_Stated problem_
Please copy out the entries below, line for line and unchanged, but leave any pictures out of your copy.
---------- Given information ----------
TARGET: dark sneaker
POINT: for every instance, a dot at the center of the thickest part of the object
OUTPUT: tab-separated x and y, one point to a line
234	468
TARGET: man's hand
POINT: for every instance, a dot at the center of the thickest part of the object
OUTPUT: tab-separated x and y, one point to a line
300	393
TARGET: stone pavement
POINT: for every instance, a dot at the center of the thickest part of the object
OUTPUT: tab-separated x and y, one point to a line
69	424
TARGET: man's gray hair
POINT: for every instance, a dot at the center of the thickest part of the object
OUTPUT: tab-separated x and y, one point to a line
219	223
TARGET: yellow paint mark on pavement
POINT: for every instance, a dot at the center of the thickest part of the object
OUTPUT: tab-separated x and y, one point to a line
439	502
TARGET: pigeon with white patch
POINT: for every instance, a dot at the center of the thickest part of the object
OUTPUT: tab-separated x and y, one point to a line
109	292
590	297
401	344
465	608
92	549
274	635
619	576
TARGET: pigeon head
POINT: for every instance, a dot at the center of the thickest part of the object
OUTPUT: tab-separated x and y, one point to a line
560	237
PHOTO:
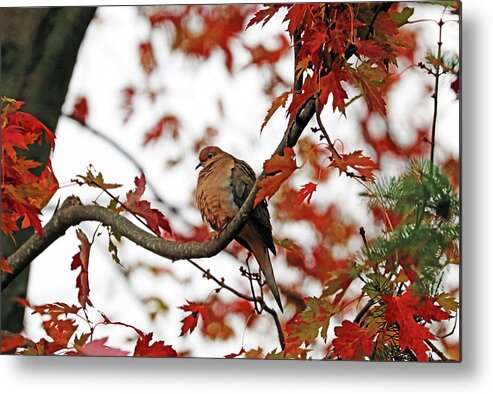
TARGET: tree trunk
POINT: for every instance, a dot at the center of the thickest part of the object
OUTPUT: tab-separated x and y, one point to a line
38	54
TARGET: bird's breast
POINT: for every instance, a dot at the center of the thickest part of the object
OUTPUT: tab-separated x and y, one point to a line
214	197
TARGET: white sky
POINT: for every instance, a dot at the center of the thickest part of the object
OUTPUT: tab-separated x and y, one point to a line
474	374
108	62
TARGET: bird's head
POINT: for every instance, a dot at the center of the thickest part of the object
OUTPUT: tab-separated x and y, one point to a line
209	155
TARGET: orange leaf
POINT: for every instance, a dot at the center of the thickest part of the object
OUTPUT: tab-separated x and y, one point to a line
363	164
143	348
190	321
306	192
352	342
98	348
147	60
280	101
154	218
412	335
12	342
278	168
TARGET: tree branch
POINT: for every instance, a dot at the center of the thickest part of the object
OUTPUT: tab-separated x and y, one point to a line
73	212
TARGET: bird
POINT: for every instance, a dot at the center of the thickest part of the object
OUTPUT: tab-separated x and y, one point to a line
223	185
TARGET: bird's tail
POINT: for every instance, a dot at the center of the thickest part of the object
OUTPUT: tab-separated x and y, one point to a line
263	259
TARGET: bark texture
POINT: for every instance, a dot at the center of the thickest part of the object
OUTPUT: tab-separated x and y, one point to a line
38	54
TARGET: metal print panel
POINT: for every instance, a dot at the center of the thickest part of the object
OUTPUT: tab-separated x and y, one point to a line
275	181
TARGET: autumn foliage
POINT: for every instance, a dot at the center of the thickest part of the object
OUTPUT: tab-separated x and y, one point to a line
----------
_Response below_
TARGET: dark sneaker
POINT: for every instance, a dot at the center of the thickest part of the object
OUTPUT: tab-separated x and y, one point to a line
234	468
TARGET: man's hand
POINT: for every instance, a dot at the center of the thickest part of the object
OUTPUT: tab-separated x and y, one point to a line
300	393
TARGET: stone pavement
POINT: for every instance, a dot at the center of the thickest part of the object
OUTPUT: tab-separated x and y, one point to a line
69	424
TARGET: man's gray hair
POINT: for every instance, a dot at the center of the thickest part of the object
OUTPUT: tab-separated x and y, one point to a line
219	223
TARGET: yellow paint mark on pavement
POINT: for every instance, a dot at the center of the thickest part of the object
OUTPUT: tab-separated x and y, one point to a line
439	502
TARGET: pigeon with white patch
POINT: for every instance, a dot at the center of the thickest part of the object
OUTPUT: tab-separated x and y, one point to a line
109	292
590	297
401	344
465	608
92	549
274	635
619	576
TARGET: pigeon head
POINT: for every instance, a dot at the center of the thickest part of the object
OUTPUT: tab-separated x and y, one point to a line
560	237
PHOTO:
TARGET: tree trunk
POINT: for every instance, a dot at the center of the thickest part of the object
OUTPUT: tab-separated x and y, one point to a line
38	54
TARGET: bird's breast
POINT: for every instance, a dot at the center of the thickest part of the object
OUTPUT: tab-separated x and y, one point to a line
214	197
TARGET: white sky
POINT: for every instance, a dot at the center of the thickest part of the object
OUTPUT: tab-separated x and y, one point to a line
474	374
108	62
TARGET: bird's head
POINT: for every instance, a dot at the center of the thickest part of the object
OUTPUT: tab-separated x and y, one point to a line
209	155
TARGET: orange leaf
POINT: for every instance, a dot at the center of the thickest part of the object
OUTPUT: tab-separated x and y, one point to a line
363	164
143	348
190	321
306	192
352	342
98	348
147	60
280	101
154	218
412	335
12	342
278	168
TARGET: tree branch
POINT: for every instance, a dot at the center of the thickest part of the object
OUTPUT: tab-separated x and y, one point to a line
73	212
TARGET: bird
POINT: for every instance, a dot at the center of the thickest part of the object
OUTPUT: tab-separated x and y, one point to a line
223	185
TARGET: bird's tail
POINT: for every instance, a dot at the center of the thickest part of the object
OUTPUT: tab-separated x and y, one point to a line
263	259
TARGET: bark texture
POINT: for every instance, a dot at the center of the thickest part of the object
OUTPUT: tab-separated x and y, one point to a line
38	54
TARGET: metal print panel
POINT: for every instance, a dot at the center of the thickest part of the object
OUTPUT: tab-separated x and y, one point to a line
275	181
TARGET: autumn foliage
POINT: for every instance, a dot at the center of the thickest part of the object
OUTPUT: tab-separated x and y, one point to a line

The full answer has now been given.